Independentemente das opções políticas subjacentes, um modelo social para ser sustentável precisa de ser demograficamente viável, garantindo a substituição equilibrada de gerações, aproveitando as potencialidades de toda a população, o pleno emprego às pessoas em idade activa, a promoção da igualdade socio económica, erradicando a pobreza e contendo a desigualdade em patamares baixos) e custos financeiros contidos para a sociedade.

Todos os modelos pelos quais a Europa tenta aproximar-se deste modelo social ideal falham em algum dos ângulos de abordagem, embora haja afinidades entre eles no modo como tal acontece e nas dificuldades que cada país enfrenta. Essas afinidades seguem tendências geográficas e socio políticas e é possível identificar os países que se aproximam mais de um ou outro modelo. Em última análise, trata-se do modo como cada modelo procura resolver o trilema da transição para as economias pós-industriais (consolidação orçamental, crescimento económico e emprego, equidade na distribuição de rendimentos) (1).

 

A pressão fiscal

A protecção social é uma rubrica pesada dos orçamentos dos Estados europeus. Na UE25, na última década, gastou-se com ela em média, em cada ano, 28% do PIB.

LINHAS FORNECIDAS:

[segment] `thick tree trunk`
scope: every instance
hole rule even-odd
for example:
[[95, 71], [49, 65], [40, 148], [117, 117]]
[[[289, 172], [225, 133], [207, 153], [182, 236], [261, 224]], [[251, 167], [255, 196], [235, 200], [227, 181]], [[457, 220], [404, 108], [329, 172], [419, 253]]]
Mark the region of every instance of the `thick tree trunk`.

==

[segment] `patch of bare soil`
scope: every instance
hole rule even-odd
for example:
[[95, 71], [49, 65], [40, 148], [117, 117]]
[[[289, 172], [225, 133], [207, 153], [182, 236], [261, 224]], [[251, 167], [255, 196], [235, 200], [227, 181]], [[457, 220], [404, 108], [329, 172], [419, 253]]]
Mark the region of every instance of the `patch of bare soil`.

==

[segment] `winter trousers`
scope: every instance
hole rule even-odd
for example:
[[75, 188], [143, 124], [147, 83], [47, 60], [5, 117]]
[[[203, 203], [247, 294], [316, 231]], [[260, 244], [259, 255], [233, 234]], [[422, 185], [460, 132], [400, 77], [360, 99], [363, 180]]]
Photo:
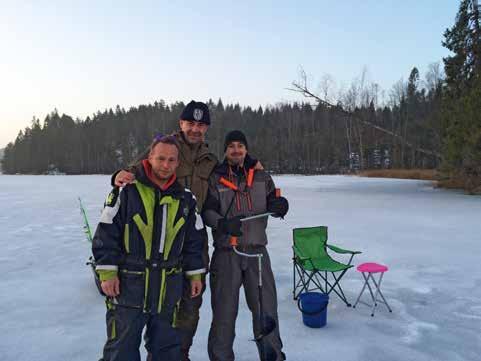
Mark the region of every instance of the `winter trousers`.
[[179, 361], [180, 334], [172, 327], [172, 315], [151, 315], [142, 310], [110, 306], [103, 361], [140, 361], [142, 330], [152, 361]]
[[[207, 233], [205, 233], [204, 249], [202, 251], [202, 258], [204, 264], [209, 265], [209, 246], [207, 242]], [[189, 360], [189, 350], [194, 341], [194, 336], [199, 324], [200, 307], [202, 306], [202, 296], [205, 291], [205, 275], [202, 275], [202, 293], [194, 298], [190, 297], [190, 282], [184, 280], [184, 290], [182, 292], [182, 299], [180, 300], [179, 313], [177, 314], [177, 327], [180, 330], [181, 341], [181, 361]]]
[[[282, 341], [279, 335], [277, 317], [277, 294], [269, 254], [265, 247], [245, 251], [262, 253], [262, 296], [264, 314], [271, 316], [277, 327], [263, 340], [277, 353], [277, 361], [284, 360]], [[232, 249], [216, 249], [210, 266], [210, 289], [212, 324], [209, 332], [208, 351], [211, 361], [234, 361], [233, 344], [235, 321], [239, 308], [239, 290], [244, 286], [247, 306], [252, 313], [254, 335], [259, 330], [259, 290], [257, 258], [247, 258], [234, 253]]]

INSTRUÇÃO ESCRITA:
Transcreva do texto sobre modelos sociais tudo desde "Todos os modelos" até "de rendimentos) (1).", sem qualquer alteração. As linhas acima são material à parte, independente do texto.

RESPOSTA AO EXERCÍCIO:
Todos os modelos pelos quais a Europa tenta aproximar-se deste modelo social ideal falham em algum dos ângulos de abordagem, embora haja afinidades entre eles no modo como tal acontece e nas dificuldades que cada país enfrenta. Essas afinidades seguem tendências geográficas e socio políticas e é possível identificar os países que se aproximam mais de um ou outro modelo. Em última análise, trata-se do modo como cada modelo procura resolver o trilema da transição para as economias pós-industriais (consolidação orçamental, crescimento económico e emprego, equidade na distribuição de rendimentos) (1).